Work instructions:
Give back the data below exactly, with every line kept the same.

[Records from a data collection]
##########
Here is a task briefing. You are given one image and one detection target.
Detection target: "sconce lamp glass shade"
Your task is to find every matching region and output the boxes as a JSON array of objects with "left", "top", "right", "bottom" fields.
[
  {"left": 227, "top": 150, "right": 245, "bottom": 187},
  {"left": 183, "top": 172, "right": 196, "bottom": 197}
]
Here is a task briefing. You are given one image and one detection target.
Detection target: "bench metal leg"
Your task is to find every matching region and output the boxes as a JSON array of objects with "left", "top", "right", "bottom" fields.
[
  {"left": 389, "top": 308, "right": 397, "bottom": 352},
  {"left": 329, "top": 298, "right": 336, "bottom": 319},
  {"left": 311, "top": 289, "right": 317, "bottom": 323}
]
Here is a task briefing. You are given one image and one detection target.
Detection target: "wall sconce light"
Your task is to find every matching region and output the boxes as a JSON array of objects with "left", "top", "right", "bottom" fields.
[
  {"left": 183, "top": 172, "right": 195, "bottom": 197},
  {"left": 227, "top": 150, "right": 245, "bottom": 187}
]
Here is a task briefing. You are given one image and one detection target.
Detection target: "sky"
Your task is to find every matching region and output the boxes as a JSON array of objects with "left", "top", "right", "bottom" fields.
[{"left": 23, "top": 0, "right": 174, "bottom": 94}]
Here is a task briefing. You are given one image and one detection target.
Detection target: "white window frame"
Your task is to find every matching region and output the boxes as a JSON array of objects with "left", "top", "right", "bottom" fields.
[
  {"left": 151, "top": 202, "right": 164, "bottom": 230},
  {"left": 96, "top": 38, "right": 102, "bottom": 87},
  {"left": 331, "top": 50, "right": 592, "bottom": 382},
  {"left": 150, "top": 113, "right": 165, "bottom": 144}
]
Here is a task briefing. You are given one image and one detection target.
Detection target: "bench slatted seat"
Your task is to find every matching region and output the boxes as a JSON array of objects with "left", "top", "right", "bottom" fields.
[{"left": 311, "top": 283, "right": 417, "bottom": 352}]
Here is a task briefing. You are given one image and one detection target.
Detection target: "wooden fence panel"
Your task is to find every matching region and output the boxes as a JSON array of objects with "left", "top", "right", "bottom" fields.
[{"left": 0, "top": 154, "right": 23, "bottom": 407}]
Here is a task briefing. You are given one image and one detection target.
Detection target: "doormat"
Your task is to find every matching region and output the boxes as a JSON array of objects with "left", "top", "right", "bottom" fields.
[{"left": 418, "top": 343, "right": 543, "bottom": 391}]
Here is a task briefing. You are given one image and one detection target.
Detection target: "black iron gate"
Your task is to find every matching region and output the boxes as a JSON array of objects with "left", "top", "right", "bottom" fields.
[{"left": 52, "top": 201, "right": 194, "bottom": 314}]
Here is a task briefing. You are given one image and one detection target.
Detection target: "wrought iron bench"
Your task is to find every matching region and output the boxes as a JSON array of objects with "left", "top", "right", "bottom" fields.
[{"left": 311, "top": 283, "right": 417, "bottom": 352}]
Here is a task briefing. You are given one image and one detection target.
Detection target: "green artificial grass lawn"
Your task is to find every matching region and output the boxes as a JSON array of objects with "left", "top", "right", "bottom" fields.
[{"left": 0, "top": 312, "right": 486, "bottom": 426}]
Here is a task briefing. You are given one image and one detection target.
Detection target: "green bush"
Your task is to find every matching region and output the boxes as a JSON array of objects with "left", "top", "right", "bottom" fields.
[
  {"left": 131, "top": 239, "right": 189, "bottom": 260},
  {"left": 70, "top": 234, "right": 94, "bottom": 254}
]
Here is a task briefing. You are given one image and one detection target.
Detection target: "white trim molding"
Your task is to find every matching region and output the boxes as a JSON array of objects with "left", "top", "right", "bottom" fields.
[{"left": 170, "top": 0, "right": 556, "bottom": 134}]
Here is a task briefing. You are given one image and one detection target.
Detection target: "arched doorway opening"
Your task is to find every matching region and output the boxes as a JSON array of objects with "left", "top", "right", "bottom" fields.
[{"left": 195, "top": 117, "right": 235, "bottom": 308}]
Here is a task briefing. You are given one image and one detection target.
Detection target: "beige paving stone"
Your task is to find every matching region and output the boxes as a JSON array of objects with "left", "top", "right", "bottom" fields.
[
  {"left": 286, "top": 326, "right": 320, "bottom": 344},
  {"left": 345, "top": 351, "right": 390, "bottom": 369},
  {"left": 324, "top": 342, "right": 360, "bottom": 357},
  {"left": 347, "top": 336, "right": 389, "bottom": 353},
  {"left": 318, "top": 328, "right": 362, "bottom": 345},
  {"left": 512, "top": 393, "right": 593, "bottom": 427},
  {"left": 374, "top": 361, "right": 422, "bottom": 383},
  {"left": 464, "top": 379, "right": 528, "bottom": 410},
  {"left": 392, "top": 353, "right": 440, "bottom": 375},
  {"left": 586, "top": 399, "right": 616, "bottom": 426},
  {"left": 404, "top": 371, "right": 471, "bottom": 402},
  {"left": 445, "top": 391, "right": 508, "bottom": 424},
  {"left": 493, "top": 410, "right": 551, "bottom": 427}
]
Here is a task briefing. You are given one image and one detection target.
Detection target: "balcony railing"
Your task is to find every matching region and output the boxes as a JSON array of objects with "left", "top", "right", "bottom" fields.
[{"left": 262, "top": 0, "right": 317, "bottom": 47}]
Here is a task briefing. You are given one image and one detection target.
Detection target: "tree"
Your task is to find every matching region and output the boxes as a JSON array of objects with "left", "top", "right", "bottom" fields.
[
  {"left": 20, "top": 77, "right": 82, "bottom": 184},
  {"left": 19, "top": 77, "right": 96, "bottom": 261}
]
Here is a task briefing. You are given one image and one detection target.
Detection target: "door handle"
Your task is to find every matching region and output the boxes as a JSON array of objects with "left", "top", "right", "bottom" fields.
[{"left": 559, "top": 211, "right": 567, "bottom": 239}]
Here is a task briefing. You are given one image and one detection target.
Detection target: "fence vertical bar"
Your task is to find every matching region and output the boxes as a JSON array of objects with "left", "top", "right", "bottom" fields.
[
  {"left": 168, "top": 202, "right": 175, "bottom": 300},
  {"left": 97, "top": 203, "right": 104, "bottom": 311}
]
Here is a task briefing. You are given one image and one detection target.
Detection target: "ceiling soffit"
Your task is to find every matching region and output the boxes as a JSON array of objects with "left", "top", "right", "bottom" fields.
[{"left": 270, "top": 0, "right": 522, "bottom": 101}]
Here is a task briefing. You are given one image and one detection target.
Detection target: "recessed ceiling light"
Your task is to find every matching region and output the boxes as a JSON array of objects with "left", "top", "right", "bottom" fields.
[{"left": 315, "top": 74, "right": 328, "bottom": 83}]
##########
Solution:
Here is a task briefing. You are given one image and one detection target.
Detection target: "sconce lamp glass shade"
Your task is to find every matching region and output the boxes as a JSON array of objects with "left", "top", "right", "bottom" fields.
[
  {"left": 227, "top": 150, "right": 245, "bottom": 187},
  {"left": 183, "top": 172, "right": 196, "bottom": 197}
]
Here is a task briefing. You are given one image and one detection target.
Detection target: "bench metal leg"
Your task is to find every matching region and output the boxes as a JSON array of objects with "left", "top", "right", "bottom" fields.
[
  {"left": 389, "top": 308, "right": 397, "bottom": 352},
  {"left": 329, "top": 298, "right": 336, "bottom": 319},
  {"left": 311, "top": 289, "right": 317, "bottom": 323}
]
Here is a task briefing. You are given one image and one detection target.
Detection target: "wall sconce light"
Your task is to find every matching region and output the boxes as a JSON array of objects with "left", "top", "right", "bottom" fields.
[
  {"left": 183, "top": 172, "right": 195, "bottom": 197},
  {"left": 227, "top": 150, "right": 245, "bottom": 187}
]
Here is a task briefing. You are given one image and one detection target.
Detection target: "sky"
Your task is to find every matching region and output the boxes as a JSON array of objects with "left", "top", "right", "bottom" fields.
[{"left": 23, "top": 0, "right": 174, "bottom": 94}]
Here is a task briefing. You are given one image and one detection target.
Detection target: "white window frame"
Your task is to find every matching region and output the boxes as a JSON array of objects with "left", "top", "right", "bottom" fields.
[
  {"left": 151, "top": 202, "right": 164, "bottom": 230},
  {"left": 96, "top": 38, "right": 102, "bottom": 87},
  {"left": 331, "top": 50, "right": 592, "bottom": 382},
  {"left": 150, "top": 113, "right": 165, "bottom": 144}
]
Here is a task briefing. You are given one image and one detection target.
Detection target: "bench slatted seat"
Your task is to find every matching region and output the boxes as a JSON array of objects with "left", "top", "right", "bottom" fields.
[{"left": 311, "top": 283, "right": 417, "bottom": 352}]
Here is a task briefing. You are given one image and one detection target.
Detection target: "wooden fence panel"
Your task is to find every matching region and output the boxes as a JSON array of objects with "left", "top", "right", "bottom" fields.
[{"left": 0, "top": 154, "right": 23, "bottom": 407}]
Here is a task briefing. You are given one image and one detection target.
Detection target: "doormat"
Your task is to find every matching region and output the boxes as a JSON array of objects with "left", "top", "right", "bottom" fields.
[{"left": 418, "top": 343, "right": 543, "bottom": 391}]
Here is a task briefing. You are given one image and one detection target.
Detection target: "black iron gate"
Your task is to find every matching region and output the boxes as a JSON array of objects with "left", "top", "right", "bottom" fields.
[{"left": 52, "top": 201, "right": 194, "bottom": 314}]
Here is a task briefing. You are given one image and one detection target.
Detection target: "wrought iron bench"
Your task is to find every matching region and output the boxes as a JSON array of objects with "left", "top", "right", "bottom" fields.
[{"left": 311, "top": 283, "right": 417, "bottom": 352}]
Here is a task briefing. You are given one image and one detection target.
Detection target: "green artificial grass lawn"
Your task is to find every matching region and output the boxes as a JSON array of objects with "left", "top", "right", "bottom" fields.
[{"left": 0, "top": 312, "right": 486, "bottom": 426}]
Here is a task briefing. You are given one image and one detection target.
Detection target: "green bush"
Your task is to find every matching region and output the boxes as a JSON array of objects with "left", "top", "right", "bottom" fields.
[
  {"left": 131, "top": 239, "right": 189, "bottom": 260},
  {"left": 70, "top": 234, "right": 94, "bottom": 254}
]
Here is a task briefing. You are given one image and one detection target.
Detection target: "white trim molding"
Your task is to find every matching region and output the boxes as a JSON array of objects with "left", "top", "right", "bottom" fields.
[{"left": 170, "top": 0, "right": 556, "bottom": 134}]
Here is a task briefing. You are given one image and one detection target.
Detection target: "arched doorway opening"
Your task is to find every matching region and output the boxes as a JSON array of objects with "left", "top", "right", "bottom" fields.
[{"left": 195, "top": 117, "right": 235, "bottom": 308}]
Here is a task briefing. You are given one image and one detection target.
Detection target: "beige paving stone"
Your task is to find every matching region and output the boxes as a JSON array of objects with "left", "top", "right", "bottom" fields.
[
  {"left": 286, "top": 326, "right": 320, "bottom": 344},
  {"left": 345, "top": 351, "right": 390, "bottom": 369},
  {"left": 324, "top": 342, "right": 360, "bottom": 357},
  {"left": 347, "top": 336, "right": 389, "bottom": 353},
  {"left": 318, "top": 328, "right": 362, "bottom": 345},
  {"left": 512, "top": 393, "right": 593, "bottom": 427},
  {"left": 374, "top": 361, "right": 422, "bottom": 383},
  {"left": 464, "top": 379, "right": 528, "bottom": 410},
  {"left": 392, "top": 353, "right": 440, "bottom": 375},
  {"left": 586, "top": 399, "right": 616, "bottom": 426},
  {"left": 404, "top": 371, "right": 471, "bottom": 402},
  {"left": 445, "top": 391, "right": 508, "bottom": 424},
  {"left": 493, "top": 410, "right": 551, "bottom": 427}
]
Here is a task briefing. You are given one image and one detection target.
Detection target: "balcony railing"
Your task is to find every matching region and output the boxes as a JSON array of objects with "left", "top", "right", "bottom" fields.
[{"left": 262, "top": 0, "right": 317, "bottom": 47}]
Here is a task briefing. You are given one image and one detection target.
Detection target: "tree"
Your task is to find every matching region and output the boxes as a JSON array of objects with "left", "top", "right", "bottom" fields.
[
  {"left": 20, "top": 77, "right": 82, "bottom": 184},
  {"left": 19, "top": 77, "right": 96, "bottom": 261}
]
Here is a task briefing. You are given one image and one detection target.
Detection target: "door handle"
Your task is to find every matching region and output the boxes as a JSON array of objects with "left", "top", "right", "bottom" fields.
[{"left": 559, "top": 211, "right": 567, "bottom": 239}]
Here is a task briefing. You are given one image and one detection target.
Detection target: "fence vertical bar"
Your task is to find every matching region and output the boxes as a JSON array of objects with "left", "top", "right", "bottom" fields.
[
  {"left": 168, "top": 202, "right": 175, "bottom": 300},
  {"left": 97, "top": 203, "right": 104, "bottom": 311}
]
Here is a task briefing. You are given one image and one detection target.
Detection target: "ceiling soffit"
Your task is to find every matching region and output the boxes as a JSON array of objects with "left", "top", "right", "bottom" fields.
[{"left": 270, "top": 0, "right": 522, "bottom": 101}]
Here is a task briefing. You are given one image and one detection target.
Detection target: "recessed ceiling light"
Your task is to find every matching region and output the boxes as a JSON array of objects with "left", "top", "right", "bottom" fields.
[{"left": 315, "top": 74, "right": 328, "bottom": 83}]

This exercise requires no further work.